Ordinary Love Movie Review: It Is A Tortuous Gem On Coping With Crisis
Ordinary Love Movie Review: This is not an easy watch but a beautiful movie with striking performances
- Movie Name Ordinary Love
- Director Lisa Barros D'Sa and Glenn Leburn
- Actor Liam Neeson, Lesley Manville
Rating: *** ½
It is very hard not to love this film. At the same time it is difficult to forgive the co-directors for putting us through this at a time when we are all struggling to keep our morale from plunging to the ground. Ordinary Love introduces us to a 50-plus couple Tom and Joan, played by two of the finest actors, Liam Neeson and Lesley Manville from the UK. They look so comfortable together and so well-ensconced that it would require a director as equanimous as the Japanese Koreeda to not throw in a crisis in this tranquil domestic scenario.
So yup. Deal with it. Joan has breast cancer. She not only has to deal with this sickness but also with a husband who is as traumatized as she is and not very accepting of this blow that fate has dealt them. Understandably it is difficult to wheedle out any humour in this situation. But the master performers that they are, Neeson and Manville’s bickering arguing and shared nervousness will make you smile, specially the way the husband grills the doctors as though they are hiding vital information from him. During treatment Joan suggests her husband take a walk.

####

#### PROMPT A
List every person or character named in the Ordinary Love movie review, one per line.
#### PROMPT B
Quote the Ordinary Love review word for word, everything from "Ordinary Love Movie Review: It" down to "tranquil domestic scenario.".
#### PROMPT C
Continue the Ordinary Love movie review from where it stops.

#### RECORDS SUPPLIED
####

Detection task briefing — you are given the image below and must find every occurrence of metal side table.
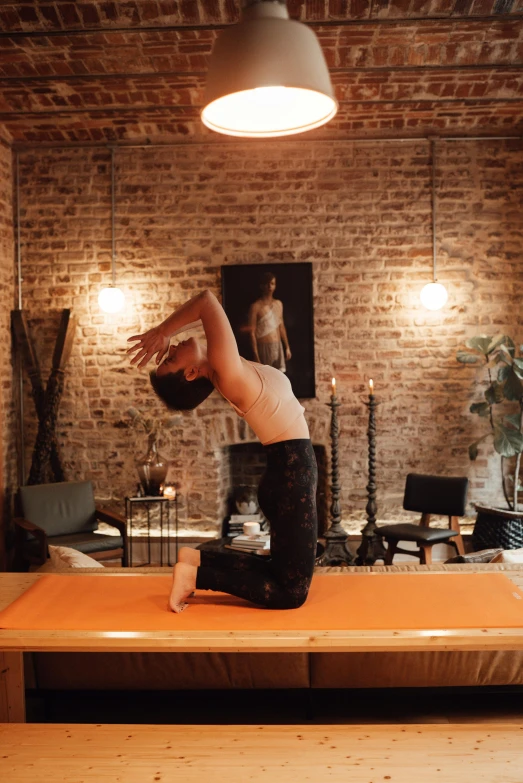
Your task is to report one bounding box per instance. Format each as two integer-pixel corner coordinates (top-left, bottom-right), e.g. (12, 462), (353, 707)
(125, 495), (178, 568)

####

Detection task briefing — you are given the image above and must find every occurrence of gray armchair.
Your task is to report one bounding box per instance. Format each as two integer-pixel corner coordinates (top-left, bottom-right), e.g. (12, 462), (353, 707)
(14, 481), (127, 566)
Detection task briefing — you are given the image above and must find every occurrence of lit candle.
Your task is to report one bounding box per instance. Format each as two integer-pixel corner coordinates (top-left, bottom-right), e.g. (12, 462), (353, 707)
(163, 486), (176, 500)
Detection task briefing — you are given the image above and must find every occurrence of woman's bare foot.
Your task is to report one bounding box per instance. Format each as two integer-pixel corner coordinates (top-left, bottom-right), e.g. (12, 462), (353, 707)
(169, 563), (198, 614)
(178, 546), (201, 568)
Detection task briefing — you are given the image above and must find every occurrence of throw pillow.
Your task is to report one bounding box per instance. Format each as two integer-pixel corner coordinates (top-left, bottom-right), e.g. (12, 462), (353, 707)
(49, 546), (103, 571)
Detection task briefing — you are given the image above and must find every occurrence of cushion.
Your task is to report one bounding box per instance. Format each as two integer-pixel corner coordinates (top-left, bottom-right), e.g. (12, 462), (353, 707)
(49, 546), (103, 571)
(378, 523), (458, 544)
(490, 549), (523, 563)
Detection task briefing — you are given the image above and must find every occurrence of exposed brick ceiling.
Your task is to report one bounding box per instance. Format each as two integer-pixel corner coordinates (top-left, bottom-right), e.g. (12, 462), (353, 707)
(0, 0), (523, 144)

####

#### ANSWER SECTION A
Lisa Barros D'Sa
Glenn Leburn
Liam Neeson
Lesley Manville
Tom
Joan
Koreeda

#### ANSWER SECTION B
Ordinary Love Movie Review: It Is A Tortuous Gem On Coping With Crisis
Ordinary Love Movie Review: This is not an easy watch but a beautiful movie with striking performances
- Movie Name Ordinary Love
- Director Lisa Barros D'Sa and Glenn Leburn
- Actor Liam Neeson, Lesley Manville
Rating: *** ½
It is very hard not to love this film. At the same time it is difficult to forgive the co-directors for putting us through this at a time when we are all struggling to keep our morale from plunging to the ground. Ordinary Love introduces us to a 50-plus couple Tom and Joan, played by two of the finest actors, Liam Neeson and Lesley Manville from the UK. They look so comfortable together and so well-ensconced that it would require a director as equanimous as the Japanese Koreeda to not throw in a crisis in this tranquil domestic scenario.

#### ANSWER SECTION C
“Nope I’m staying right here,” Neeson is a befitting match to adversity. The film spares us none of the details of Joan’s treatment, and her conversation with fellow-chemotherapists shook me to the core. I would have avoided the film if I knew what was in store. But in that case I’d have been a poorer cineaste. Besides the two protagonists and their shared grief, there is little room for any other character to come into the bleak but sharp picture. Midway, the writers introduce us to a gay couple played by a brilliant middleaged Irish actor David Wilmot and and a young Indian actor played by Amit Shah.
Wilmot’s character is terminally ill, and gets to spend bonding time with Joan while Neeson bonds as a potential mourner with Shah’s character. Bonding on the brink of bereavement, so to say. It is an interesting checkered plot-board, somewhat manipulative but nonetheless effective because Wilmot is so good as an academician who is dying but won’t stop seeing the humorous side of death, something like an aging version of Hrishikesh Mukherjee’s Anand.
Ordinary Love is not an easy watch. I found myself despairing at the games of mortality that destiny plays on mankind. Who would know better about these games than us at this time?